• **Exercice écrit**:
Traduisez en anglais cette phrase de l'extrait fourni : « Par une ordonnance n° 2106615 du 14 mars 2022, la présidente de la 2ème chambre du tribunal administratif de Grenoble a rejeté sa requête. »

• **Extrait fourni**:
--------------------------------
Vu la procédure suivante :
Procédure contentieuse antérieure
M. A... B... a demandé au tribunal administratif de Grenoble d'annuler l'arrêté du 20 mai 2021 par lequel le maire de la commune de Saint-Jean-de-Sixt a accordé un permis de construire à la société Cofa Promotion pour la construction d'un bâtiment d'habitation collective de huit logements, ensemble la décision de rejet de son recours gracieux.
Par une ordonnance n° 2106615 du 14 mars 2022, la présidente de la 2ème chambre du tribunal administratif de Grenoble a rejeté sa requête.
Procédure devant la cour
Par une requête, enregistrée le 10 mai 2022, M. A... B..., représenté par la Selarl CDMF-Avocats, demande à la cour :
1°) à titre principal, d'annuler l'ordonnance du 14 mars 2022 de la présidente de la 2ème chambre du tribunal administratif de Grenoble et de renvoyer l'affaire au tribunal ;
2°) subsidiairement, si la cour devait évoquer, d'annuler l'arrêté du 20 mai 2021 par lequel le maire de la commune Saint-Jean-de-Sixt a accordé un permis de construire à la société Cofa Promotion, ensemble la décision de rejet de son recours gracieux ;
3°) de mettre à la charge solidaire de la commune de Saint-Jean-de-Sixt et de la société Cofa Promotion une somme de 5 000 euros au titre de l'article L. 761-1 du code de justice administrative.
--------------------------------
• **Entrées fournies**:

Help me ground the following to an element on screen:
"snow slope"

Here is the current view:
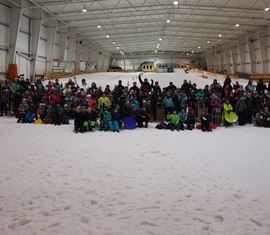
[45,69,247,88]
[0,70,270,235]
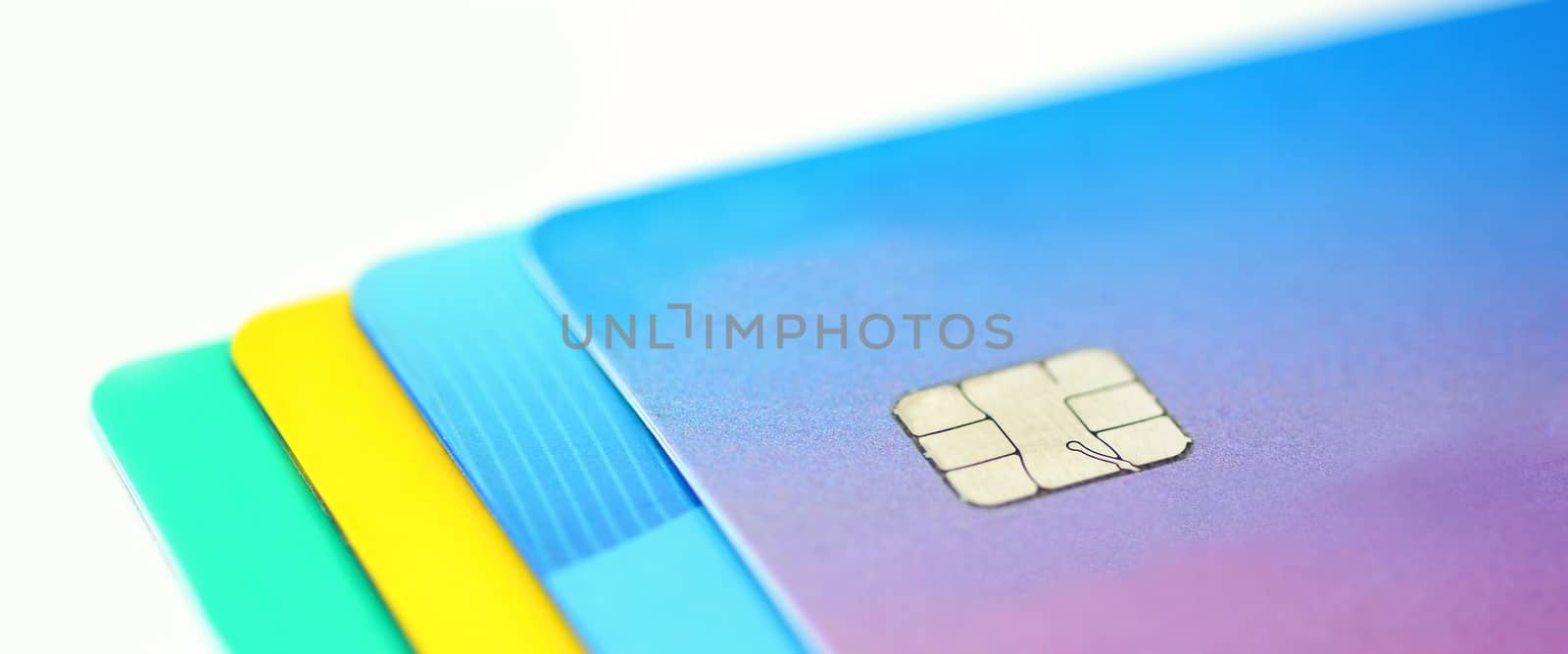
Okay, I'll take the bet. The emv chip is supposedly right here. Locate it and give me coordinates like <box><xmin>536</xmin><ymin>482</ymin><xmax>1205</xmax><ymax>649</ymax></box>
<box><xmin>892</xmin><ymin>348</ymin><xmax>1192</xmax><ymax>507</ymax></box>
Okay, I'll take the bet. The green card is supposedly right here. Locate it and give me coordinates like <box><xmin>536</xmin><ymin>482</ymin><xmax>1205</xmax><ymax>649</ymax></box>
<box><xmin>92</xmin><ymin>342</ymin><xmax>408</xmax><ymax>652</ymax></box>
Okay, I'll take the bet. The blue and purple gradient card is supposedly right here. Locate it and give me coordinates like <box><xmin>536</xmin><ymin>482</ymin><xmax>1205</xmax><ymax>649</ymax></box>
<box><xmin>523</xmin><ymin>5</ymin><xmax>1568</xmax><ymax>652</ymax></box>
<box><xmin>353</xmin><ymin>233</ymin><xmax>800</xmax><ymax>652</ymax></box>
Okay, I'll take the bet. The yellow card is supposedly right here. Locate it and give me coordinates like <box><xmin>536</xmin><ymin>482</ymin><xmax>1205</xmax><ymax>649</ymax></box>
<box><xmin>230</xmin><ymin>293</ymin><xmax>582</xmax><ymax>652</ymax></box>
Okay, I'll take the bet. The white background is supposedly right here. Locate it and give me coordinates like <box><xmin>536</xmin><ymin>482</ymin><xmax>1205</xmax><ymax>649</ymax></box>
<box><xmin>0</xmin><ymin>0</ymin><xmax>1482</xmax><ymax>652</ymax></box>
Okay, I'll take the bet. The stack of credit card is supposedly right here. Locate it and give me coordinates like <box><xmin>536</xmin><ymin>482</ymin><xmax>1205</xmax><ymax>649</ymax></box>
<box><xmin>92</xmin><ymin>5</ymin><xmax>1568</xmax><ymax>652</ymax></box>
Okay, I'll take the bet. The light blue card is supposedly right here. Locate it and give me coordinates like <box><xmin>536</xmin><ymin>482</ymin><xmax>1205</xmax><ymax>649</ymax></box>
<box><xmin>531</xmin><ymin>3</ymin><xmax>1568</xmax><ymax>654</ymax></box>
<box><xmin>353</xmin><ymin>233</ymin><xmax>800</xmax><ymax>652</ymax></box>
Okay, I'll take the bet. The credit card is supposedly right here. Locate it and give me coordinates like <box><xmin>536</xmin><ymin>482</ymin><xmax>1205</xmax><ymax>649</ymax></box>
--------------------------------
• **Corrigé**:
By order No. 2106615 of March 14, 2022, the presiding judge of the 2nd Chamber of the Grenoble Administrative Court dismissed his application.